(Records from a data source)
>> begin

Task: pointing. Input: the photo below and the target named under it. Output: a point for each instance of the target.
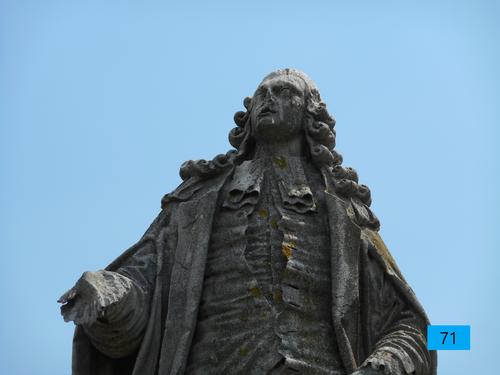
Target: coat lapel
(345, 244)
(186, 283)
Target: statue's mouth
(265, 111)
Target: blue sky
(101, 101)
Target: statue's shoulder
(195, 187)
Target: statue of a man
(265, 260)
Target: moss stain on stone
(243, 350)
(255, 291)
(263, 213)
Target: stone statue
(265, 260)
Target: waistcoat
(266, 302)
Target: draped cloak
(168, 263)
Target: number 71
(446, 335)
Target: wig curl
(319, 130)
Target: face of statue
(278, 108)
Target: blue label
(448, 337)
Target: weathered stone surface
(265, 260)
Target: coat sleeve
(395, 320)
(120, 332)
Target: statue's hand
(368, 371)
(92, 294)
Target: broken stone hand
(93, 295)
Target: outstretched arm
(112, 307)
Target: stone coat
(376, 316)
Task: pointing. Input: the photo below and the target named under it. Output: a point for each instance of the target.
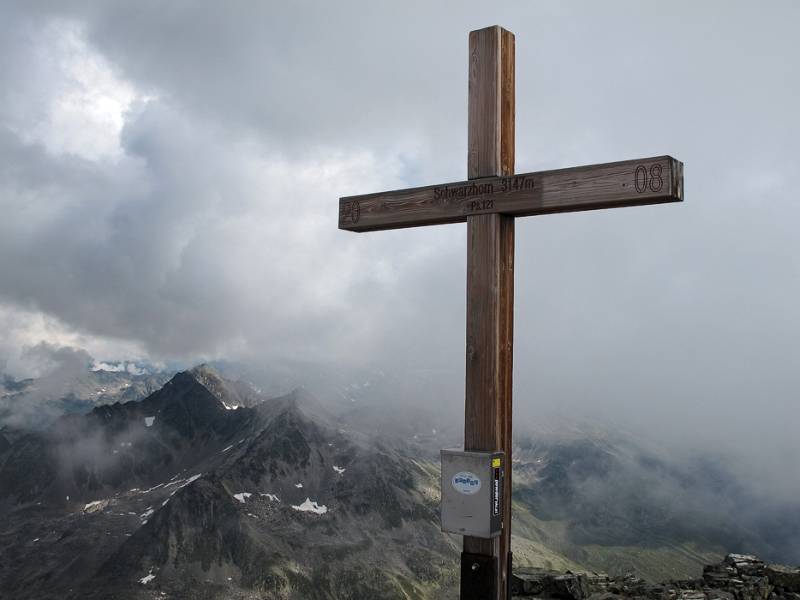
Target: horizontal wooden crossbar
(609, 185)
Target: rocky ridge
(737, 577)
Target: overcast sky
(170, 175)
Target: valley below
(210, 488)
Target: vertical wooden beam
(490, 278)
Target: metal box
(472, 492)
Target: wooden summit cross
(489, 201)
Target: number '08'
(651, 179)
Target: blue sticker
(466, 483)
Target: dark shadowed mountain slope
(179, 495)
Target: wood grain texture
(636, 182)
(490, 275)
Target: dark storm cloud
(213, 230)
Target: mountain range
(210, 488)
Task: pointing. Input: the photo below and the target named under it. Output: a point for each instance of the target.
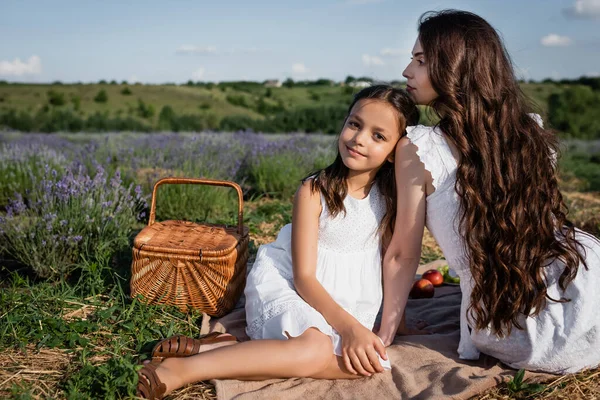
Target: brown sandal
(184, 346)
(149, 386)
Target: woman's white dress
(348, 267)
(562, 338)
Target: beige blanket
(423, 366)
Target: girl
(484, 181)
(313, 295)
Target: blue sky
(158, 41)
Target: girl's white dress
(562, 338)
(348, 267)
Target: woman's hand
(360, 350)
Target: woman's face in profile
(418, 84)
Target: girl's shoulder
(420, 133)
(308, 195)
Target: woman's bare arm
(402, 257)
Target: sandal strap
(149, 385)
(184, 346)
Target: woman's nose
(405, 73)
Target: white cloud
(372, 60)
(33, 66)
(389, 52)
(584, 9)
(299, 69)
(191, 49)
(554, 40)
(198, 74)
(362, 2)
(522, 73)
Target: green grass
(196, 100)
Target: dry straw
(185, 264)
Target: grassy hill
(209, 102)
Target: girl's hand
(360, 350)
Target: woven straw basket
(185, 264)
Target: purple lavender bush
(68, 217)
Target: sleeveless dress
(348, 267)
(562, 338)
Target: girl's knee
(313, 350)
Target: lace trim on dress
(365, 318)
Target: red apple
(434, 276)
(422, 289)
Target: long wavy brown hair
(331, 181)
(513, 216)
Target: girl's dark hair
(331, 181)
(513, 216)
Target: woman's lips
(354, 152)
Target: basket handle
(199, 181)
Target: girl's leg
(308, 355)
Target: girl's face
(369, 136)
(418, 84)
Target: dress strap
(433, 151)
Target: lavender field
(70, 205)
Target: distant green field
(193, 100)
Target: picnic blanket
(423, 366)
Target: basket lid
(188, 238)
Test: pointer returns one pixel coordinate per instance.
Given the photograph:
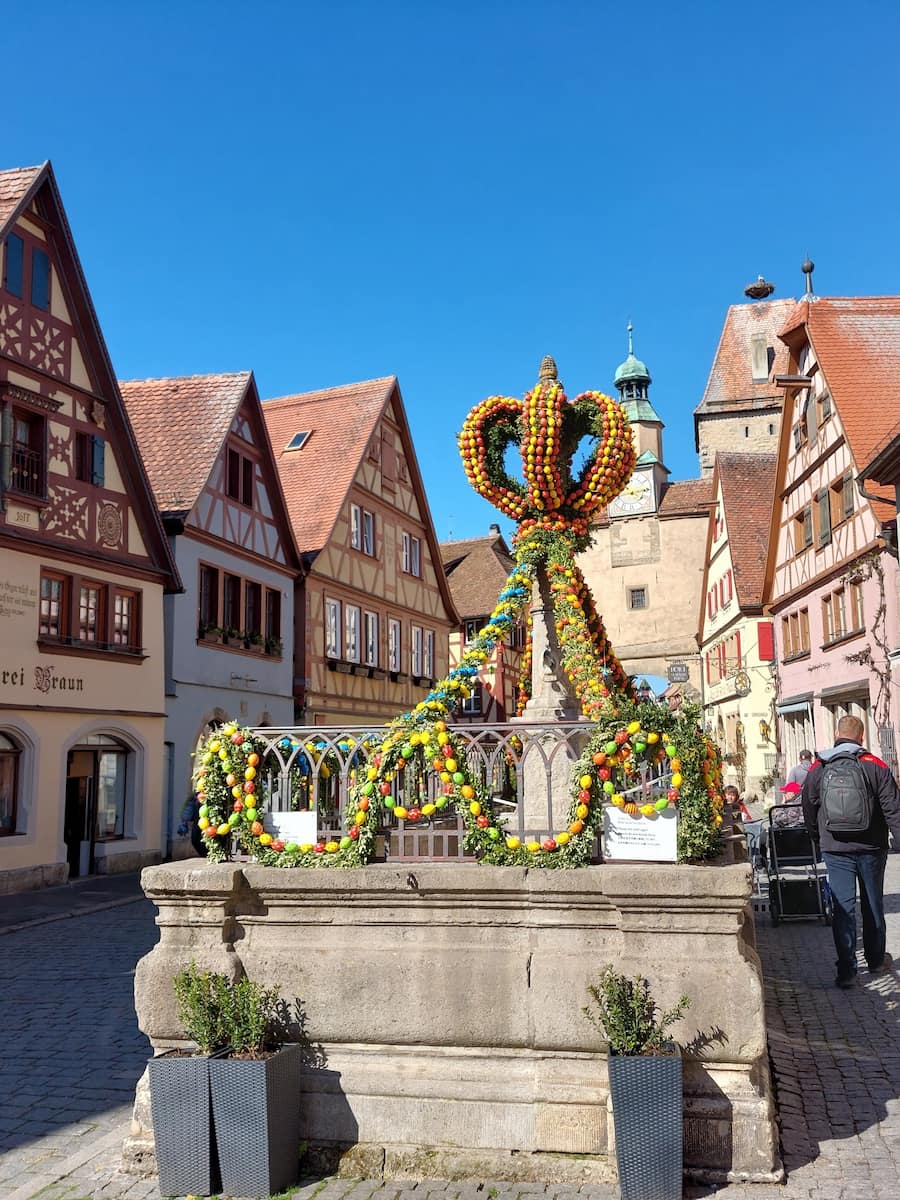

>> end

[STATED GOAL] Reproduce all of the items above, switching every occurrence of "blue sky" to "clear sky" and leaving everything else unchanged; omit the pictures.

[TASK OUTPUT]
Task: pointing. Input: the photo below and the target named under it. Output: a point for each instance of the target.
Target: coat lapel
(345, 244)
(186, 283)
Target: statue's mouth
(265, 111)
Target: clear sky
(101, 101)
Target: statue's shoulder
(195, 187)
Target: statue of a man
(265, 260)
Target: moss stain on stone
(243, 350)
(255, 291)
(263, 213)
Target: stone statue
(265, 260)
Target: waistcoat
(266, 302)
Target: draped cloak
(168, 263)
Target: number 71
(446, 335)
Target: wig curl
(319, 130)
Target: face of statue
(278, 108)
Target: blue label
(448, 337)
Target: weathered stone surface
(265, 260)
Target: coat sleeve
(395, 320)
(120, 332)
Target: statue's hand
(368, 371)
(92, 294)
Target: broken stone hand
(93, 295)
Target: outstretched arm
(112, 307)
Target: stone coat
(376, 316)
Task: pointing. Input: the photo below and the target named under it. Output: a point for each instance of the target.
Target: horizontal wooden crossbar
(609, 185)
Target: rocky ridge
(737, 577)
Target: overcast sky
(170, 175)
Target: valley below
(210, 488)
Target: vertical wooden beam
(490, 278)
Target: metal box
(472, 492)
Target: wooden summit cross
(489, 201)
Target: number '08'
(651, 179)
Target: blue sticker
(466, 483)
Target: dark shadowed mountain slope
(179, 495)
Target: wood grain texture
(636, 182)
(490, 275)
Target: dark storm cloud
(213, 230)
Target: mountain range
(210, 488)
Task: pointing. Input: the photo below and the target named under it. Output: a point for each instance of the target.
Target: brown sandal
(184, 346)
(149, 386)
Target: woman's white dress
(348, 267)
(562, 338)
Target: beige blanket
(423, 366)
Target: girl
(484, 181)
(313, 295)
Target: clear sky
(158, 41)
Target: girl's white dress
(562, 338)
(348, 267)
Target: woman's hand
(360, 350)
Target: woman's face in profile
(418, 84)
Target: girl's shoulder
(420, 133)
(308, 195)
Target: woman's bare arm
(402, 257)
Target: sandal strap
(149, 385)
(184, 346)
Target: woman's nose
(405, 73)
Target: white cloud
(372, 60)
(33, 66)
(389, 52)
(584, 9)
(299, 69)
(191, 49)
(554, 40)
(198, 74)
(362, 2)
(522, 73)
Target: green grass
(196, 100)
Target: dry straw
(185, 264)
Target: grassy hill
(209, 102)
Target: girl's hand
(360, 350)
Target: woven straw basket
(185, 264)
Target: purple lavender bush
(68, 217)
Target: sleeveless dress
(348, 267)
(562, 338)
Target: girl's knee
(313, 350)
Target: lace trim on dress
(365, 318)
Target: red apple
(434, 276)
(422, 289)
Target: long wavy brown hair
(331, 181)
(513, 216)
Target: girl's dark hair
(331, 181)
(513, 216)
Target: woman's lips
(354, 152)
Target: basket handle
(199, 181)
Target: girl's leg
(308, 355)
Target: girl's face
(369, 136)
(418, 84)
Target: dress strap
(433, 151)
Target: lavender field
(70, 205)
Target: distant green field
(193, 100)
Target: picnic blanket
(423, 366)
Target: basket lid
(188, 238)
Test: pointer returns one pixel coordinate per instance.
Given the photograph:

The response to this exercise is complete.